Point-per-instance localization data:
Segment Open

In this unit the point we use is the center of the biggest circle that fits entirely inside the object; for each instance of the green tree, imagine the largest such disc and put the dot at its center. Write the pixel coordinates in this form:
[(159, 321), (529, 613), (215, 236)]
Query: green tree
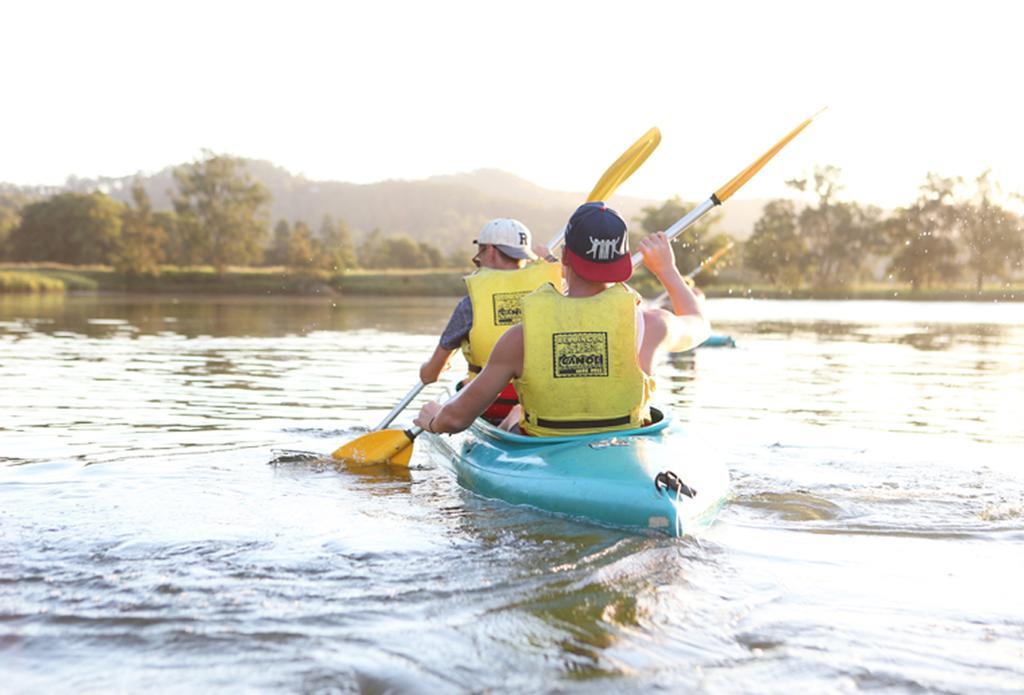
[(336, 249), (841, 236), (300, 247), (923, 234), (775, 249), (990, 234), (222, 212), (278, 253), (372, 253), (432, 257), (10, 216), (68, 228), (694, 245), (139, 249)]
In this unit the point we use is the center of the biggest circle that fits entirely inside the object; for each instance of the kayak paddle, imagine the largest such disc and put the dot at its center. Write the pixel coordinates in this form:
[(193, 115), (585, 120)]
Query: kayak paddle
[(613, 176), (706, 263), (726, 191)]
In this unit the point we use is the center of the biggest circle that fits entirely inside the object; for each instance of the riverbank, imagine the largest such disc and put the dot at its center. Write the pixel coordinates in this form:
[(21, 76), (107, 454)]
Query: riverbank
[(434, 283)]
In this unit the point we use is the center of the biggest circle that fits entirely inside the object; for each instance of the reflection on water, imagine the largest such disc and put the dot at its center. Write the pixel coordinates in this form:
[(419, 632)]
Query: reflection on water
[(169, 514)]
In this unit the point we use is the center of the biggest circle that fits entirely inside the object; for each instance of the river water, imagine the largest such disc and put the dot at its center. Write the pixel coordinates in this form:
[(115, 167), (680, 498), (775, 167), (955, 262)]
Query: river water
[(161, 529)]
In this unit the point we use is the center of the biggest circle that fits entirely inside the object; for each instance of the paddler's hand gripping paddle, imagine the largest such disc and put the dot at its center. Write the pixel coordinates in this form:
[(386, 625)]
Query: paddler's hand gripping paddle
[(394, 446), (613, 176)]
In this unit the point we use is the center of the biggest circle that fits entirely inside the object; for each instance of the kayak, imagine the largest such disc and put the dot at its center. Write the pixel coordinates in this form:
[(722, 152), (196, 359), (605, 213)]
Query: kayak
[(657, 477), (718, 340)]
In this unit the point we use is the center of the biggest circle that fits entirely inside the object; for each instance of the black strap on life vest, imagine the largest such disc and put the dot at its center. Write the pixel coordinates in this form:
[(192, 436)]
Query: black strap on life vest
[(667, 480), (578, 424)]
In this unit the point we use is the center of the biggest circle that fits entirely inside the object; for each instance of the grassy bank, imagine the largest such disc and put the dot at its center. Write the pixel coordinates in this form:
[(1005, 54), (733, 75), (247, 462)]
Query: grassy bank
[(445, 283), (15, 281)]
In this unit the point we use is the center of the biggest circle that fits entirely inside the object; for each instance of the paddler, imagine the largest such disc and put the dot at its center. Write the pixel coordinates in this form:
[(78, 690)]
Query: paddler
[(582, 362), (509, 269)]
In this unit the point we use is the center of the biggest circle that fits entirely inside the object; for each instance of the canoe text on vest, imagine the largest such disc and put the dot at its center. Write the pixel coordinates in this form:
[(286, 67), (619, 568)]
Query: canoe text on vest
[(508, 307), (580, 354)]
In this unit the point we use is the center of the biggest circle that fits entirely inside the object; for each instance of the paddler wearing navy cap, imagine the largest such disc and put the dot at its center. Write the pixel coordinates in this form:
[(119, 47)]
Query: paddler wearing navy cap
[(582, 361)]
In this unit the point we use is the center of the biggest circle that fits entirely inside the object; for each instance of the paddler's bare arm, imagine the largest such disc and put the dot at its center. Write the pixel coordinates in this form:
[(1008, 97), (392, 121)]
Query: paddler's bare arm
[(504, 364), (431, 370), (683, 328)]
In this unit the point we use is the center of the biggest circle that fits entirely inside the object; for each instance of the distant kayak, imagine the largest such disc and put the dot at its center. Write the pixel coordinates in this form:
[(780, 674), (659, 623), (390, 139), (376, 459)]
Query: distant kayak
[(657, 477), (718, 340)]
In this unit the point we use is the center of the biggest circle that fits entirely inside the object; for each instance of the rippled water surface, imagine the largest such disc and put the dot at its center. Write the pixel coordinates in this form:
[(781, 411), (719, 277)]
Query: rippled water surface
[(163, 525)]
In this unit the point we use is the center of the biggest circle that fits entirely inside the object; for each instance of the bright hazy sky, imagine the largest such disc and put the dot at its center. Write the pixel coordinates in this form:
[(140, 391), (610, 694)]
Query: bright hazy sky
[(551, 91)]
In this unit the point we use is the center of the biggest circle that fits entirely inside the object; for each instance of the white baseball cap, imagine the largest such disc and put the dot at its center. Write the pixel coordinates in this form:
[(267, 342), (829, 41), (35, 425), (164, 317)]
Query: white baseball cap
[(511, 236)]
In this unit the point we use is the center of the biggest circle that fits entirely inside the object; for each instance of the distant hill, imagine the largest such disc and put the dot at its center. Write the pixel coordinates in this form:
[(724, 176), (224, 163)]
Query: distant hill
[(445, 210)]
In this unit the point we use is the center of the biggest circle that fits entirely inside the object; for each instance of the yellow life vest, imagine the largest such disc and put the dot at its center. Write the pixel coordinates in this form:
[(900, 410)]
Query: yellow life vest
[(497, 296), (580, 368)]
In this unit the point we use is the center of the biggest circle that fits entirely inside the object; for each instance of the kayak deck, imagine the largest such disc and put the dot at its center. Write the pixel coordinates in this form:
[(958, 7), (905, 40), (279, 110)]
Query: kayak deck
[(606, 478)]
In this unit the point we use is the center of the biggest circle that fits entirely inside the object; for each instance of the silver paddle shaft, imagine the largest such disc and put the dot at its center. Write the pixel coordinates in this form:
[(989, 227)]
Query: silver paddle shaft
[(681, 225), (413, 393)]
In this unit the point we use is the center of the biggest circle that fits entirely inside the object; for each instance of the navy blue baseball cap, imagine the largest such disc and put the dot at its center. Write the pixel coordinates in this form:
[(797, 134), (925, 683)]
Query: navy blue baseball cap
[(597, 247)]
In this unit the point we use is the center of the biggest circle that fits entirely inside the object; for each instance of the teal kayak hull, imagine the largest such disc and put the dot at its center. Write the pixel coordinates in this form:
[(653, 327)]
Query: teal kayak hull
[(608, 479), (718, 340)]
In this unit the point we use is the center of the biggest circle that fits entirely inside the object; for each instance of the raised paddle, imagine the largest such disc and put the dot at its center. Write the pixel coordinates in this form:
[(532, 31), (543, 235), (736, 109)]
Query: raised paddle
[(706, 263), (613, 176), (620, 170), (394, 446)]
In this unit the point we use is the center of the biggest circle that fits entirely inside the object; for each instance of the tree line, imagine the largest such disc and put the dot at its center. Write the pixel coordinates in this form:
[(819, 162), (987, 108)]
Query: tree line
[(219, 218), (956, 229)]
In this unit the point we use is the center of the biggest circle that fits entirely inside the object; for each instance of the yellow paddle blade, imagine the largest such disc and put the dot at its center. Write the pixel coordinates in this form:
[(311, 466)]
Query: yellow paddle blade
[(742, 177), (624, 167), (384, 446)]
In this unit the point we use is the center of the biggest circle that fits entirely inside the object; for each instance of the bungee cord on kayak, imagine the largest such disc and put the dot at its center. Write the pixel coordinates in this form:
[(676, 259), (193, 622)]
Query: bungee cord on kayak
[(595, 261)]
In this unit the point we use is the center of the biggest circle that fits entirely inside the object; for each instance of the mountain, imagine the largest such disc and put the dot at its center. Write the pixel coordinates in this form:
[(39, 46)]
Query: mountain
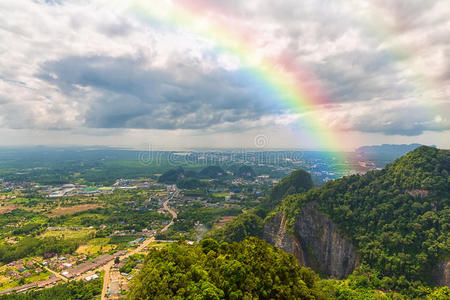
[(395, 222)]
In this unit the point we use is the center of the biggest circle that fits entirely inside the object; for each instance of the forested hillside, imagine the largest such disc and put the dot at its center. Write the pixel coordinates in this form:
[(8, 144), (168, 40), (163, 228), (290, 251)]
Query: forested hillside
[(251, 269), (398, 218)]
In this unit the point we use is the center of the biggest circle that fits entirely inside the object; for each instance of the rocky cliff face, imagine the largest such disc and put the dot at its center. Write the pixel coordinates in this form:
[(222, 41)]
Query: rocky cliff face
[(315, 241)]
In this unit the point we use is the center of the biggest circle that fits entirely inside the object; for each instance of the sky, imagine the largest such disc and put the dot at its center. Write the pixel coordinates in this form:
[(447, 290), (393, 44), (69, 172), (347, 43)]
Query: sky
[(79, 72)]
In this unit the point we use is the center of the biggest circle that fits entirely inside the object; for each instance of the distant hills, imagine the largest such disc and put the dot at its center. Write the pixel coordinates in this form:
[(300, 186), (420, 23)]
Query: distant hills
[(394, 221)]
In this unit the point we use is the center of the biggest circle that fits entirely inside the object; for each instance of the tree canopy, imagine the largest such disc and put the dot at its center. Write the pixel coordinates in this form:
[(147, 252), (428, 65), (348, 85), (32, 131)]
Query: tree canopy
[(251, 269)]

Segment Closed

Directions for this task: Restate the data verbatim through the "[(159, 321), (529, 613), (215, 236)]" line.

Answer to this problem:
In this unit the point we use is the center of the biggest circle that fits entirely inside the object; for each instance of the green tree, imagine the largest such disc and put the dot at its center. Write the pixel coordinates in this form:
[(159, 321), (529, 613), (215, 236)]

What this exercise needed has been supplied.